- [Work required]
The required answer is an exact copy of the records below, without pictures.

:::::

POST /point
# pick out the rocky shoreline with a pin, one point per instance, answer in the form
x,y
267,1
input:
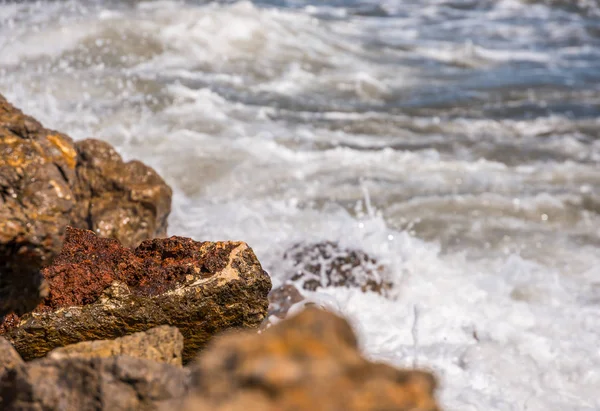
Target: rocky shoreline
x,y
98,311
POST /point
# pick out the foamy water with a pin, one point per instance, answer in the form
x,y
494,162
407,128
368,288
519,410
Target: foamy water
x,y
458,142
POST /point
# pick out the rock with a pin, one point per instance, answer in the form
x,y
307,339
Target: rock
x,y
308,362
48,182
9,357
101,290
160,344
91,384
126,201
326,264
282,298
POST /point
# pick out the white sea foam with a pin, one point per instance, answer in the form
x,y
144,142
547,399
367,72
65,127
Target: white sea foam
x,y
274,125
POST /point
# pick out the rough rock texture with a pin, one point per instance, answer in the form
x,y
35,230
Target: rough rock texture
x,y
91,384
326,264
48,182
9,357
101,290
308,362
160,344
37,169
126,201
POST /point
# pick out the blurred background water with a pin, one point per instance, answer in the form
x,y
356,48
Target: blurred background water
x,y
457,141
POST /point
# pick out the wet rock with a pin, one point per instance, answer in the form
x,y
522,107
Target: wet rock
x,y
37,169
101,290
126,201
48,182
282,298
9,357
308,362
326,264
160,344
91,384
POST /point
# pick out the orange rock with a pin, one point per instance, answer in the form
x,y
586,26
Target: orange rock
x,y
100,290
308,362
48,182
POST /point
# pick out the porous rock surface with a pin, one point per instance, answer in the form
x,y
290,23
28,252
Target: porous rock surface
x,y
160,344
308,362
91,384
327,264
48,182
9,357
100,290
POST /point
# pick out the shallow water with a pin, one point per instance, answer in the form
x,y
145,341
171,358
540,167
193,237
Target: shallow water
x,y
458,141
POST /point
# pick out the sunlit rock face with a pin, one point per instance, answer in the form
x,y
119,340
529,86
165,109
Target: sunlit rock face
x,y
47,182
99,289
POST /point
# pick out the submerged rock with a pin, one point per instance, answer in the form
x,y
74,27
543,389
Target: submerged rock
x,y
101,290
48,182
91,384
160,344
327,264
308,362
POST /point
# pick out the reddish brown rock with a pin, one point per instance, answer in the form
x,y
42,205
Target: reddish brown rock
x,y
126,201
308,362
48,182
37,169
9,357
91,384
160,344
101,290
327,264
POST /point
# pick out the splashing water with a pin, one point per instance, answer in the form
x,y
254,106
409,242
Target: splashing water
x,y
456,141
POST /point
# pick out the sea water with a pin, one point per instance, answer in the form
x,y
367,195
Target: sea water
x,y
455,141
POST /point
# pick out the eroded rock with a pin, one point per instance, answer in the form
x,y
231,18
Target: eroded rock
x,y
9,357
160,344
48,182
101,290
127,201
37,169
308,362
326,264
91,384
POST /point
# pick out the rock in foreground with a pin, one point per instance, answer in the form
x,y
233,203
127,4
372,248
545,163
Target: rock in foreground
x,y
48,182
100,290
308,362
91,384
160,344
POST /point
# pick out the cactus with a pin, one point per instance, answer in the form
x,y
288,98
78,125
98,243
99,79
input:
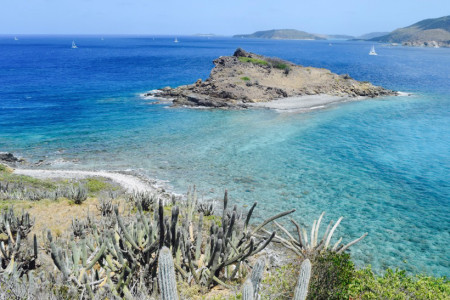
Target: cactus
x,y
309,248
247,291
10,224
77,193
301,290
145,199
257,274
166,275
207,209
105,207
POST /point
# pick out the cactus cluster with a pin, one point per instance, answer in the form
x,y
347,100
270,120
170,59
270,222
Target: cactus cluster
x,y
206,208
147,200
126,258
105,206
12,224
16,258
125,253
310,247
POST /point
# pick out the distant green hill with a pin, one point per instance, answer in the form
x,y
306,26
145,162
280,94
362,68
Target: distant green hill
x,y
429,32
282,34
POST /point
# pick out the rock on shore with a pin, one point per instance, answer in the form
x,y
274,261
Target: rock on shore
x,y
244,78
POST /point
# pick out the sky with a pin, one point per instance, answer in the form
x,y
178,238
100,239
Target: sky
x,y
185,17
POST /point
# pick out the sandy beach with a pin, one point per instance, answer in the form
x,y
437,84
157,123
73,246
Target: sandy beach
x,y
129,182
304,103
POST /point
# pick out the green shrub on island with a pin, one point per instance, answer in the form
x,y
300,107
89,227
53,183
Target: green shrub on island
x,y
255,61
397,285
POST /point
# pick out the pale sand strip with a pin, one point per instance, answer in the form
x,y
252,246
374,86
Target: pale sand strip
x,y
128,182
303,103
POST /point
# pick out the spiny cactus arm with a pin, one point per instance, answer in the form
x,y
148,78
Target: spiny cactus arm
x,y
316,234
301,290
198,244
191,265
166,275
249,215
56,256
173,225
161,224
305,236
322,242
330,235
337,244
352,243
264,244
143,219
248,291
35,249
286,243
96,257
257,274
267,221
124,230
299,233
3,250
313,231
285,231
215,261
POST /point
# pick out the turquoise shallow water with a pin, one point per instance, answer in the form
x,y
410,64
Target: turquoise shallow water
x,y
383,164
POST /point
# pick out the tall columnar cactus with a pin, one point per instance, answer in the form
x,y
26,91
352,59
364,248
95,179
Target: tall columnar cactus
x,y
309,248
301,290
166,275
257,274
247,291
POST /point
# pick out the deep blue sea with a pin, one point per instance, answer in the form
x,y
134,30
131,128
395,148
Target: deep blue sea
x,y
383,164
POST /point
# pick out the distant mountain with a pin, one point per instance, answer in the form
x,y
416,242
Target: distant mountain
x,y
429,32
281,34
371,35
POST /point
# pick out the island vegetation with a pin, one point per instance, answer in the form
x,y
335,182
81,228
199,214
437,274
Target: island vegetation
x,y
100,242
244,78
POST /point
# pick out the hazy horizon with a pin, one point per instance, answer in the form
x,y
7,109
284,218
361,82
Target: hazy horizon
x,y
350,17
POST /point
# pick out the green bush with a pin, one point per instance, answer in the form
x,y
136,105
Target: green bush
x,y
255,61
331,276
398,285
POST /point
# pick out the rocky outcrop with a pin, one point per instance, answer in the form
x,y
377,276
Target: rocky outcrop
x,y
245,78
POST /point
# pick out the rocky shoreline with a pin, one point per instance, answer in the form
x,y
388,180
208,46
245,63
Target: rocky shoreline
x,y
242,79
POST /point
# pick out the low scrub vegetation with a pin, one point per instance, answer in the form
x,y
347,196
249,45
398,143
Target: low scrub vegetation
x,y
147,246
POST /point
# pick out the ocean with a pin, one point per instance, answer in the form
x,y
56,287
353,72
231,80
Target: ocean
x,y
383,164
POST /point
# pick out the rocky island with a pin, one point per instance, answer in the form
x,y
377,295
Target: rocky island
x,y
241,80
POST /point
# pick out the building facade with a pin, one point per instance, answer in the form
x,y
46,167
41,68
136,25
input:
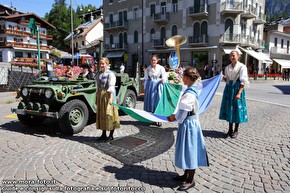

:::::

- [Solved problem]
POST /point
# pick out the rocky shoreline with a pin, one point per instance, answer in the form
x,y
267,1
input:
Target: rocky shoreline
x,y
98,311
POST /point
# pick out the foamy water with a pin, one point per instance, answer in the form
x,y
494,162
407,128
368,288
519,410
Target: foamy water
x,y
458,142
POST /point
# pick out the rock with a pin, one point per instance, answer in the form
x,y
307,339
Target: rock
x,y
308,362
48,182
9,357
101,290
160,344
91,384
126,201
326,264
282,298
POST /point
# pick out the white sea foam with a pin, one point per instance, answer in the form
x,y
144,142
547,399
367,72
65,127
Target: white sea foam
x,y
274,125
POST /point
# pick out the rough rock texture with a pin, one point per instance, answer in the form
x,y
35,230
Target: rough rock texture
x,y
91,384
326,264
48,182
9,357
101,290
308,362
160,344
37,169
126,201
POST /point
# pick out the blurred background water with a pin, one point per instance, answer in the form
x,y
356,48
Target: blurred background water
x,y
457,141
POST /point
# pick out the wet rock with a pin, one point per instance, answer in the form
x,y
522,107
Target: wet rock
x,y
37,169
101,290
126,201
48,182
282,298
9,357
308,362
326,264
160,344
91,384
POST /point
# pick out the orange rock with a pin, one point per instance, answer in the form
x,y
586,26
Target: orange rock
x,y
100,290
308,362
48,182
POST /point
# pick out the porous rock surface with a pin, one point per instance, answer in the form
x,y
290,23
28,252
Target: porous rock surface
x,y
160,344
308,362
91,384
327,264
48,182
9,357
100,290
POST /point
# pick out the shallow water with a pin, one point per instance, answer in the form
x,y
145,341
171,358
540,167
193,237
Target: shallow water
x,y
458,141
POST /point
# pick out the sunlit rock face with a pin, one point per instance, answer in the form
x,y
119,340
529,86
165,109
Target: sunlit rock face
x,y
47,182
99,289
POST /point
# pick out the submerged rock with a pin, one point per instance, answer in the form
x,y
74,27
543,389
Target: submerged rock
x,y
101,290
48,182
91,384
160,344
327,264
308,362
POST /point
# pick out the reddish brown rock with a pin, one point per instance, answer in the form
x,y
42,205
Target: reddish brown rock
x,y
126,201
308,362
48,182
37,169
9,357
91,384
160,344
101,290
327,264
POST /point
# pick out the splashing water with a pin, one point per instance, answer in the form
x,y
254,106
409,242
Target: splashing water
x,y
456,141
POST /point
# pick out the sea water with a pin, one point per instance, answer in the form
x,y
367,195
Target: sea water
x,y
455,141
POST /point
# pick out the eroded rock with a pin, one point per instance, answer in the form
x,y
231,18
Target: eroded rock
x,y
9,357
160,344
48,182
101,290
127,201
37,169
308,362
326,264
91,384
POST /point
# pick out the rock in foreground with a pin, one point per instance, answer in the form
x,y
233,203
127,4
372,248
545,163
Target: rock in foreground
x,y
48,182
100,290
308,362
91,384
160,344
POST /point
# pick out the cactus with a pin, one point per instance, answer in the form
x,y
288,98
78,125
98,243
99,79
input:
Target: cactus
x,y
309,248
247,291
10,224
77,193
301,290
145,199
257,274
166,275
207,209
105,207
POST /point
# pick out the cactus cluster with a pin, one point per instance, answer in the form
x,y
347,100
270,120
170,59
270,222
Target: cactus cluster
x,y
206,208
147,200
126,258
105,206
12,224
16,258
125,253
310,247
POST /point
# pick out the distant green hill with a pin, one point per instance, answer in the form
x,y
306,26
145,162
280,94
362,68
Target: distant green hill
x,y
429,32
282,34
POST /point
# pick out the rock on shore with a pin, one point per instance, answer in the form
x,y
274,261
Target: rock on shore
x,y
244,78
POST /point
# pick out the sky with a pin, one point per instance, answer in the form
x,y
178,238
100,239
Target: sky
x,y
185,17
POST /point
# pick out the sandy beach with a pin, one point per instance, answer in the form
x,y
437,84
157,123
73,246
Target: sandy beach
x,y
129,182
304,103
POST /point
# pick out the green shrub on island with a pin, one point per instance, answer in the form
x,y
300,107
89,227
53,183
Target: green shrub on island
x,y
255,61
397,285
POST /point
# pick out the pale sand strip with a pin, one point per instance, answer in the form
x,y
252,246
374,86
Target: pale sand strip
x,y
128,182
303,103
POST /point
# pick out the spiny cactus arm with a pin, one point per instance, answer in the form
x,y
148,78
Target: spiny cactus arm
x,y
316,234
301,290
198,244
191,265
166,275
249,215
56,256
173,225
161,224
305,236
322,242
330,235
337,244
352,243
264,244
143,219
248,291
35,249
286,243
96,257
257,274
267,221
124,230
299,233
3,250
313,231
285,231
215,261
POST /point
# pick out the turquoise shallow water with a pin, one point per instance, answer in the form
x,y
410,64
Target: turquoise shallow water
x,y
383,164
POST /point
# pick out the tall columnar cactus with a pin, one point per instance, answer in the form
x,y
26,91
352,59
364,248
95,179
Target: tall columnar cactus
x,y
309,248
301,290
166,275
257,274
247,291
POST /point
# pick out the deep blue sea with a pin, one point per instance, answer in the form
x,y
134,30
131,128
395,148
Target: deep blue sea
x,y
383,164
POST /point
# pick out the distant mountain with a pin, one point per instance, answer in the form
x,y
416,242
Target: distant mountain
x,y
429,32
281,34
371,35
POST /point
# pick out the island vegetation with a pin, one point per instance, answer in the form
x,y
335,182
81,228
199,214
437,274
Target: island vegetation
x,y
100,242
244,78
POST /point
# pick out the hazy horizon with a pin, one point per instance, answer in the form
x,y
7,109
284,218
361,82
Target: hazy horizon
x,y
350,17
POST /point
# pick out the green bush with a pin, one point per instance, answer in the form
x,y
136,105
Target: green bush
x,y
255,61
331,276
398,285
POST /point
# pick out the rocky outcrop with a pin, one point per instance, answer in the form
x,y
377,276
Target: rocky outcrop
x,y
245,78
POST /point
# pick out the rocky shoreline with a pin, one point per instance, answer in the form
x,y
388,180
208,46
245,63
Target: rocky shoreline
x,y
242,79
POST /point
# pick out the low scrub vegetation with a pin, one point per instance, answer in the form
x,y
347,196
249,45
398,143
Target: low scrub vegetation
x,y
147,246
POST /point
# pick out the ocean with a pin, one point per instance, answer in the form
x,y
56,287
353,72
231,80
Target: ocean
x,y
383,164
POST /point
# pick out the rocky island with a pin, one point per instance, answer in the form
x,y
377,295
Target: rocky island
x,y
241,80
POST /point
# pick out the building facade with a pin, one point per instance, answer in the form
x,y
46,167
41,68
136,25
input:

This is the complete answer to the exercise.